→ **TEXTAUSZUG**
★ ★ ★ ★

Kurze Geschichte des Traktors auf Ukrainisch. Roman.
Marina Lewycka, Dtv, Oktober 2006


Als der 84-jährige Vater zwei Jahre nach dem Tod der Mutter eine knapp 50 Jahre jüngere Frau zu ehelichen gedenkt, begraben die Töchter Vera und Nadeshda ihren Streit um das schmale Muttererbe. Die vollbusige, aufgetakelte Valentina, in der Ukraine soeben geschieden, hat nach deren Meinung nicht das Liebes- und Lebensglück des Vaters zum Ziel, sondern eine bequeme Immigration, und außerdem umgehenden Wohlstand. Als sie kurz nacheinander einen schrottigen Rover, einen grünen Lada, einen ölenden Rolls Royce und schließlich einen braunen Gasherd kauft, scheinen sich die Befürchtungen zu bewahrheiten. Ein Kleinkrieg beginnt, bei dem Fotokopierer, in der Toshiba-Mikrowelle zubereitete Äpfel, dubiose Liebhaber, schlechte Anwälte, Detektive und nicht zuletzt ein vom Vater, der früher Ingenieur war, verfaßtes Buch über Traktoren ihre Rollen spielen.

Marina Lewycka hat sich viel vorgenommen. Sie erzählt über ukrainische Migranten in England, solche, die zur Stalinzeit gekommen sind, und solche, die es jetzt versuchen. Sie erzählt die Geschichte eines Landes und einer Familie, thematisiert die fragwürdigen Versprechungen des Kapitalismus', den Gulag, vermeintliches Heldentum und jene fragile Bindung, die gemeinhin 'Familienbande' genannt wird. Leider verhebt sie sich bei all dem ziemlich, euphemistisch gesagt.

Das Buch ist grausig geschrieben und nur selten witzig oder wirklich originell. Und auch die tragischen Momente gehen in selbstgerechten, aufgesetzten Dialogen unter. Der alte Vater ist in der Hauptsache ein seniler, hormongesteuerter Suppenkasper, dessen Zweitexistenz als Chronist der Traktorengeschichte unglaubwürdig wirkt. Die beiden Schwestern, eine davon Ich-Erzählerin, nerven. Und insgesamt gibt es in diesem Buch eigentlich keine Figur, die Nähe entwickelt oder gar Sympathien; das vorhersehbare Ende ist zwar konsequent, aber unbefriedigend. Der Roman wirkt wie eine bemühte, redlich mißlungene Mixtur aus 'Alles ist erleuchtet' und 'Sex and the City', bietet wenig Identifikation und eine Besetzung aus stereotypen Knallchargen. Warum es für den Booker Price nominiert wurde, ist mir ein Rätsel.

★ ★ ★ ★

→ **ARBEITSMATERIAL**
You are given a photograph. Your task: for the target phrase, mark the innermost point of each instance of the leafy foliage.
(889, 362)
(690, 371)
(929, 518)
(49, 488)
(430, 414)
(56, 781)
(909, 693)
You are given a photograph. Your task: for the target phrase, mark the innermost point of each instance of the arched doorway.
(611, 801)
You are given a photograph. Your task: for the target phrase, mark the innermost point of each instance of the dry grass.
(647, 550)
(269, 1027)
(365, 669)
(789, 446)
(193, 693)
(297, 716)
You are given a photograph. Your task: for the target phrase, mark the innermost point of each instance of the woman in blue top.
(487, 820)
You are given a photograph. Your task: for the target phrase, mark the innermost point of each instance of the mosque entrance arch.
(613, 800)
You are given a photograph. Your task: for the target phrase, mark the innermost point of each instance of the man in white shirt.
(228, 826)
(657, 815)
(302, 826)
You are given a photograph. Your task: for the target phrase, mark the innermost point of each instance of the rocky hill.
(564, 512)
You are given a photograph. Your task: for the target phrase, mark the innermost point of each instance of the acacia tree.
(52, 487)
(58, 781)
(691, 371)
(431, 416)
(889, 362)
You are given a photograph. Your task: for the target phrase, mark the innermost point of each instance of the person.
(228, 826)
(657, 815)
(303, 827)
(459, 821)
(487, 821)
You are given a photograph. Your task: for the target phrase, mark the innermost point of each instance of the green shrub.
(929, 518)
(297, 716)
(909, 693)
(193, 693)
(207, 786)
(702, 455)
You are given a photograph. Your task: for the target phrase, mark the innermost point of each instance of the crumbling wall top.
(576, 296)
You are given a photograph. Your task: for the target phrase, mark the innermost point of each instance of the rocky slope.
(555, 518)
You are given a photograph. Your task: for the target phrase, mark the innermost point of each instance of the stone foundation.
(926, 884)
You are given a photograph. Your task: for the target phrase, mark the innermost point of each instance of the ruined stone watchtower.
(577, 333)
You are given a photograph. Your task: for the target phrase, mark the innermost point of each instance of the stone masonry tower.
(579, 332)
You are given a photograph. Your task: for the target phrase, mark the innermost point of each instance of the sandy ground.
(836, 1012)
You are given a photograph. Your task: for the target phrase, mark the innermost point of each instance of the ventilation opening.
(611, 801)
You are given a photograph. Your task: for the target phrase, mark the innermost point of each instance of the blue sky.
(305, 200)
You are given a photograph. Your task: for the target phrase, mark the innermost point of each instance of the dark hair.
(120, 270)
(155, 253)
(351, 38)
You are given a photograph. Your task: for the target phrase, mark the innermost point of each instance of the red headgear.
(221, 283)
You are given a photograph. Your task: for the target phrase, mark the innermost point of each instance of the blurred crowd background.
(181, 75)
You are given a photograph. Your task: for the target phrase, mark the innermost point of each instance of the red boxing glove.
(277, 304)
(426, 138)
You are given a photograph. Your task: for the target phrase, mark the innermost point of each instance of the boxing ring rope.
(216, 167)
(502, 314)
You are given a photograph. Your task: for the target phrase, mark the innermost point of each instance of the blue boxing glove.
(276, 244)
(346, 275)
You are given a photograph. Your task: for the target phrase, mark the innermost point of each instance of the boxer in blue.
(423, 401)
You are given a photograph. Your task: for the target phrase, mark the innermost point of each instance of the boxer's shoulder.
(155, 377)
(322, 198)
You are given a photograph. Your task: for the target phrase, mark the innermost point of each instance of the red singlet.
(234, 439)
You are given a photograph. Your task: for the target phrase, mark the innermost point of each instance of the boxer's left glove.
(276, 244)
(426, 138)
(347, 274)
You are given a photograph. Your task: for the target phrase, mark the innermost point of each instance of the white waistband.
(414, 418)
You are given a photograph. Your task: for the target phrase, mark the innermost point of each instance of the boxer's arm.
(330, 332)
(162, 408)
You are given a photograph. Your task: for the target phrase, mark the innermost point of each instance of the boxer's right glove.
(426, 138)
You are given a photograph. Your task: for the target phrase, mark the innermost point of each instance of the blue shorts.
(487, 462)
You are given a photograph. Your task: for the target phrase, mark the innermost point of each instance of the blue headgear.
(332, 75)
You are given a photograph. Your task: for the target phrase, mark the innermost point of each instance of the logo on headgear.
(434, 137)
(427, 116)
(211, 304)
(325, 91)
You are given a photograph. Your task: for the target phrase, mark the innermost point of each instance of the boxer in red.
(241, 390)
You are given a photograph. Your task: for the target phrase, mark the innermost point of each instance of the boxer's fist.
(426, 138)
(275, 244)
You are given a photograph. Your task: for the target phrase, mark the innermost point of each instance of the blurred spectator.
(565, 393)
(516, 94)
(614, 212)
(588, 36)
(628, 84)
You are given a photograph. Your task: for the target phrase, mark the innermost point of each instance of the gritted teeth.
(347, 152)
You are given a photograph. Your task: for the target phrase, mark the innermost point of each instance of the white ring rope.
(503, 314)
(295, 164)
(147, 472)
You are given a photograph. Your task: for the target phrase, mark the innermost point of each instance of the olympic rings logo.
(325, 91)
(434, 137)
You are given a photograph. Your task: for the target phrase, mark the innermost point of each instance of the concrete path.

★ ★ ★ ★

→ **AUFGABEN**
- A) Erklären Sie anhand der Buchbesprechung, wodurch sich die Befürchtungen der Töchter gegenüber Valentina zu bewahrheiten scheinen und worin diese Befürchtungen bestehen.
- B) Geben Sie aus der Buchbesprechung den Abschnitt von „Als der 84-jährige“ bis einschließlich „ihre Rollen spielen.“ wortgetreu wieder.

→ **LÖSUNGEN**
- A) Die Töchter meinen, Valentina ziele nicht auf das Liebes- und Lebensglück des Vaters, sondern auf eine bequeme Immigration und umgehenden Wohlstand. Diese Befürchtungen scheinen sich zu bewahrheiten, als sie kurz nacheinander einen schrottigen Rover, einen grünen Lada, einen ölenden Rolls Royce und schließlich einen braunen Gasherd kauft.

- B)
Als der 84-jährige Vater zwei Jahre nach dem Tod der Mutter eine knapp 50 Jahre jüngere Frau zu ehelichen gedenkt, begraben die Töchter Vera und Nadeshda ihren Streit um das schmale Muttererbe. Die vollbusige, aufgetakelte Valentina, in der Ukraine soeben geschieden, hat nach deren Meinung nicht das Liebes- und Lebensglück des Vaters zum Ziel, sondern eine bequeme Immigration, und außerdem umgehenden Wohlstand. Als sie kurz nacheinander einen schrottigen Rover, einen grünen Lada, einen ölenden Rolls Royce und schließlich einen braunen Gasherd kauft, scheinen sich die Befürchtungen zu bewahrheiten. Ein Kleinkrieg beginnt, bei dem Fotokopierer, in der Toshiba-Mikrowelle zubereitete Äpfel, dubiose Liebhaber, schlechte Anwälte, Detektive und nicht zuletzt ein vom Vater, der früher Ingenieur war, verfaßtes Buch über Traktoren ihre Rollen spielen.